Arrange the lines of the entries below as a Markdown table with the columns Row and Line, numbering each row and leaving out blank lines. Begin at the line that contains "Would you please place a dot on the dark" and stop after the line that contains "point(377, 35)".
>> START Task data
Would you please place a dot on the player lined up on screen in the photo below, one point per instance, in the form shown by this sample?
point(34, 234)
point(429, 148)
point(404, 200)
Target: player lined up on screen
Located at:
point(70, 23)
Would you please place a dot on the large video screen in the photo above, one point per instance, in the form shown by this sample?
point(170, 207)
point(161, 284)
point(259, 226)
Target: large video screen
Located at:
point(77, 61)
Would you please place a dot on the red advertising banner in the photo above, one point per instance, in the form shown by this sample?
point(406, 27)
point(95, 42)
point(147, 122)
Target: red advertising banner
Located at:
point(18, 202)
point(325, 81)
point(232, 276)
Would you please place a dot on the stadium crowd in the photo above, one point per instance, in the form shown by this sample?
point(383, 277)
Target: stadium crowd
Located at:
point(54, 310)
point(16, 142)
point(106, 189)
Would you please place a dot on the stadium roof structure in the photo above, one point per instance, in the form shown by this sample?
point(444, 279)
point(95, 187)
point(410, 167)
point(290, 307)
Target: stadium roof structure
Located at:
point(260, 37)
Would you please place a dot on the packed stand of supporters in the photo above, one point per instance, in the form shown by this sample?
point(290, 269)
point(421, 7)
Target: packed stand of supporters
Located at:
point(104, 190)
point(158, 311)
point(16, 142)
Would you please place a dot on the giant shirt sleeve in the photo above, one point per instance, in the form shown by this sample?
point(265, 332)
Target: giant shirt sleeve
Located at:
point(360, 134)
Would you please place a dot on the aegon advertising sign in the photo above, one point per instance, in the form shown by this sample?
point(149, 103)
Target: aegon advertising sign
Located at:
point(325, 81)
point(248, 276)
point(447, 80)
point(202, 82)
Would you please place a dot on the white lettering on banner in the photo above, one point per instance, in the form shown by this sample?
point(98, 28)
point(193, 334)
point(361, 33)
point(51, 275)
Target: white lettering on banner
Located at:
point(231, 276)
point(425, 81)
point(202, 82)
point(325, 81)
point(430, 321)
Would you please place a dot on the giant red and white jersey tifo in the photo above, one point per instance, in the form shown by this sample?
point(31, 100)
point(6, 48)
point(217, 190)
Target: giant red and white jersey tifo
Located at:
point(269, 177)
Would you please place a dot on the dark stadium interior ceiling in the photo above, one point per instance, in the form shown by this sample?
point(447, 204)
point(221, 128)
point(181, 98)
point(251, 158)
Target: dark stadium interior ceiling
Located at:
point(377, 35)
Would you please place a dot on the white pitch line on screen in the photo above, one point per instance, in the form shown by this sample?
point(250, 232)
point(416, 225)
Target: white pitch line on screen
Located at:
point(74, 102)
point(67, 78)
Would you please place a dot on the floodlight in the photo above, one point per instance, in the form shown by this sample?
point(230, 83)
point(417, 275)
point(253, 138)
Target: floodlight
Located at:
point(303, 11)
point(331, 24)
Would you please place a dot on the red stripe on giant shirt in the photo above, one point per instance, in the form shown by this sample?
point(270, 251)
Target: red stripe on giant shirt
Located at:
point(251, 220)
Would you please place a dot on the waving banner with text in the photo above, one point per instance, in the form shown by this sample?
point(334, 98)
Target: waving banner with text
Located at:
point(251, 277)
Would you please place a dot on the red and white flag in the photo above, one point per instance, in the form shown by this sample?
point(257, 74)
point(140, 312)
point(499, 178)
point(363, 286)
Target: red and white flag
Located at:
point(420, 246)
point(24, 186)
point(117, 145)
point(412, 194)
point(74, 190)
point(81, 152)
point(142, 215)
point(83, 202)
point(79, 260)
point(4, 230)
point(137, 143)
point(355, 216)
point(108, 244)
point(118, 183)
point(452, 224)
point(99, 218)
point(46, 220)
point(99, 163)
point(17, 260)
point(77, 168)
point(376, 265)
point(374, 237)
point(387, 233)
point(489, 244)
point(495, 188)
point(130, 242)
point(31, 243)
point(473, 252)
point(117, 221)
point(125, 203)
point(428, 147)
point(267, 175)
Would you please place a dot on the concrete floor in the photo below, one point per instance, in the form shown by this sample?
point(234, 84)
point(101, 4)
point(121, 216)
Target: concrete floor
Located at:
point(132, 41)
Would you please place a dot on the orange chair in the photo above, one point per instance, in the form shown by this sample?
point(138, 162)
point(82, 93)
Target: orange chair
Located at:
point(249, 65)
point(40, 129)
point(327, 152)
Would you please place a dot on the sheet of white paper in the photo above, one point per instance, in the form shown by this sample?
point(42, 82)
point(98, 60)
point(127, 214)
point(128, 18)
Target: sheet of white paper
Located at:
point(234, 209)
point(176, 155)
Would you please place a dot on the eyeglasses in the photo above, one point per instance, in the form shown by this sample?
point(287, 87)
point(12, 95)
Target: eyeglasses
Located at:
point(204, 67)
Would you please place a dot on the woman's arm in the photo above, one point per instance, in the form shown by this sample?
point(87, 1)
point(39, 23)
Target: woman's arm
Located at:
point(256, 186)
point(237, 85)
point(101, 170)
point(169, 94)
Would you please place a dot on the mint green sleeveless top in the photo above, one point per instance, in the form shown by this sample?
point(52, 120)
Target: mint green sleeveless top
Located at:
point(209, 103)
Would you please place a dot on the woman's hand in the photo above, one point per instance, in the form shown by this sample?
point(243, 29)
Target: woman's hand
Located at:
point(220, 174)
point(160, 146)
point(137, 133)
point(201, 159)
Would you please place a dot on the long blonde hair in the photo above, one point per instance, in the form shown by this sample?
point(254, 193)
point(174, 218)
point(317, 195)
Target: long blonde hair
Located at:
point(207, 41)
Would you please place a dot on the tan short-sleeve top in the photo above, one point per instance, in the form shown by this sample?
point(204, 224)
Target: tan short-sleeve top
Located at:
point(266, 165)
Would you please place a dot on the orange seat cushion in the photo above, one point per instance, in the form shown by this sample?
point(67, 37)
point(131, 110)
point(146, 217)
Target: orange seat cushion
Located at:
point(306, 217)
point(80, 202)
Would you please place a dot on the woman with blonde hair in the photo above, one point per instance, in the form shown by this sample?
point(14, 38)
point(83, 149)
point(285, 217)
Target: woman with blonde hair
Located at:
>> END Task data
Response ::
| Row | Line |
|---|---|
| 1 | Would you please place a dot on the dark stadium interior ceiling in the photo above, one point per instance, in the form shown by this sample? |
| 2 | point(447, 204) |
| 3 | point(221, 128) |
| 4 | point(181, 98) |
| 5 | point(251, 158) |
| 6 | Target: dark stadium interior ceiling |
| 7 | Located at: |
| 8 | point(377, 35) |